O seguinte é um relato de DOOM Guy em algum ponto de sua vida. Distante o suficiente para entender sua situação, mas próximo demais para aceitá-la. Esta é sua jornada por Formless Mother, uma WAD de 2024 desenvolvida por Treehouseminis com a participação de AshtralFiend e Insane_Gazebo (sim, o de Sunder!).
01 — Site of Dismay (436 demônios)
Continuo preso.

Concreto e entranhas são o que mais vejo. Começo com o usual: minha pistola e meus punhos. Há uma escopeta de cano duplo na minha frente, entre paredes de sangue. Amam brincar comigo.
Esta sala circular não me fornece uma saída fácil. Aperto o primeiro botão que vejo, e ela desce como um elevador. Seus arredores inferiores guardam inimigos, claro. Poderia tentar sair de imediato daquele andar, mas para isso precisaria alcançar dois botões opostos, cada um guardado por uma mini legião.
Meu costume toma conta de mim. Circundo os Hell Knights, Revenants, Imps com o intuito de fazê-los brigarem entre si; foco meu fogo no Pain Elemental, que dispensa um mar de Lost Souls se não for eliminado com prioridade. A dança é o que me encanta. Devo manusear entre foguetes, bolas de fogo, e garras enquanto tento direcionar uma espécie de demônio contra a outra. Canalizo a natureza do inferno e economizo munição ao mesmo tempo.
Mesmo após limpar a sala, tenho que passar pelo térreo. Aperto os botões necessários e encaro dois Archviles, um Mancubus numa torre e um temível Cyberdemon — um daqueles raros, o de entranhas verdes. O inferno ainda tem novidades! Eles são menos duradouros, mas idênticos aos seus irmãos mais velhos em todos os outros aspectos: metade cabra, metade robô.

######

**DESCRIÇÃO DA TAREFA**
Por favor, extraia literalmente do relato sobre Formless Mother o trecho que começa em "Meu costume toma" e termina em "ao mesmo tempo.".

**LINHAS DE DADOS**
######

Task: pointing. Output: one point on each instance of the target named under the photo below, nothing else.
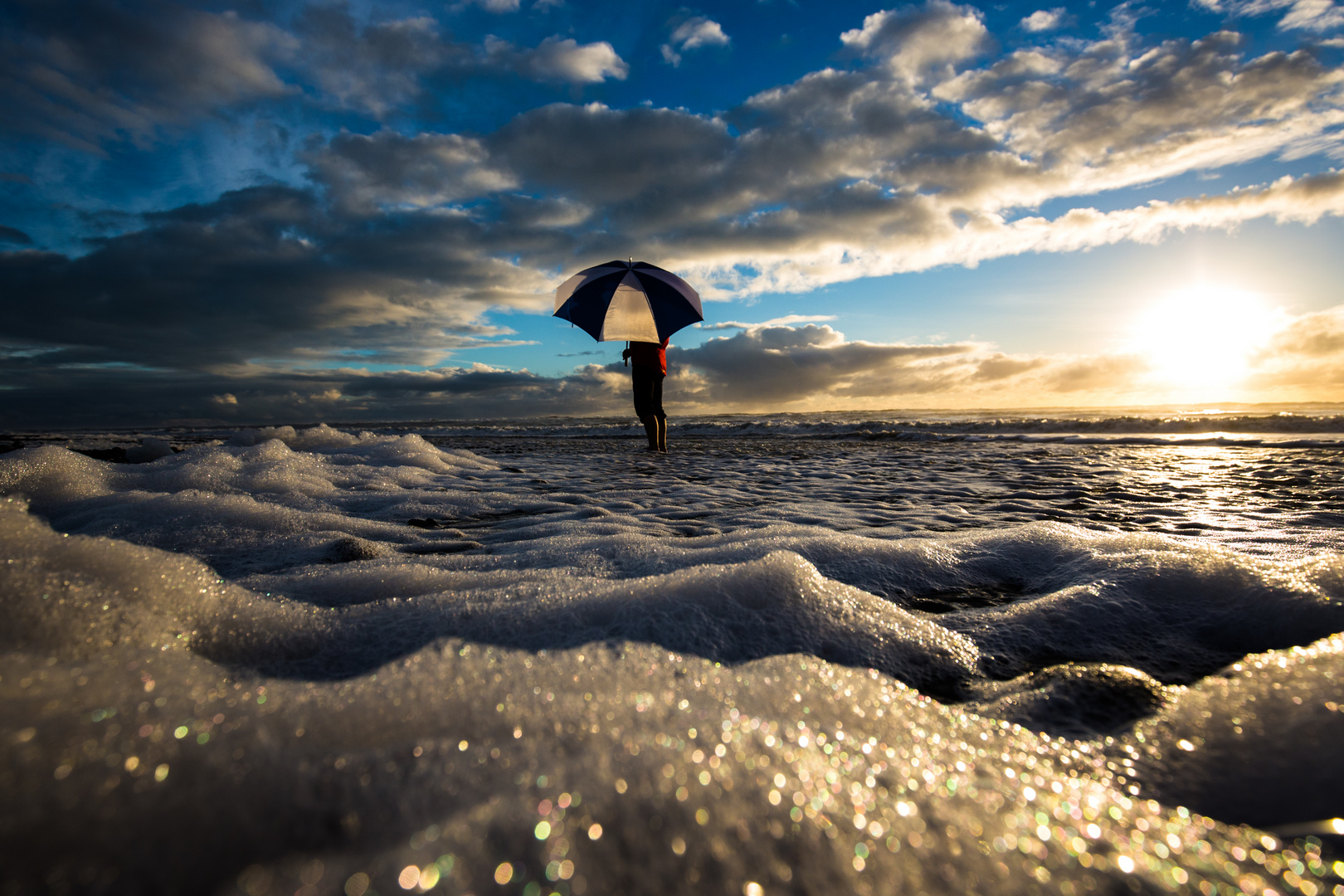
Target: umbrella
(632, 301)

######

**RESPOSTA**
Meu costume toma conta de mim. Circundo os Hell Knights, Revenants, Imps com o intuito de fazê-los brigarem entre si; foco meu fogo no Pain Elemental, que dispensa um mar de Lost Souls se não for eliminado com prioridade. A dança é o que me encanta. Devo manusear entre foguetes, bolas de fogo, e garras enquanto tento direcionar uma espécie de demônio contra a outra. Canalizo a natureza do inferno e economizo munição ao mesmo tempo.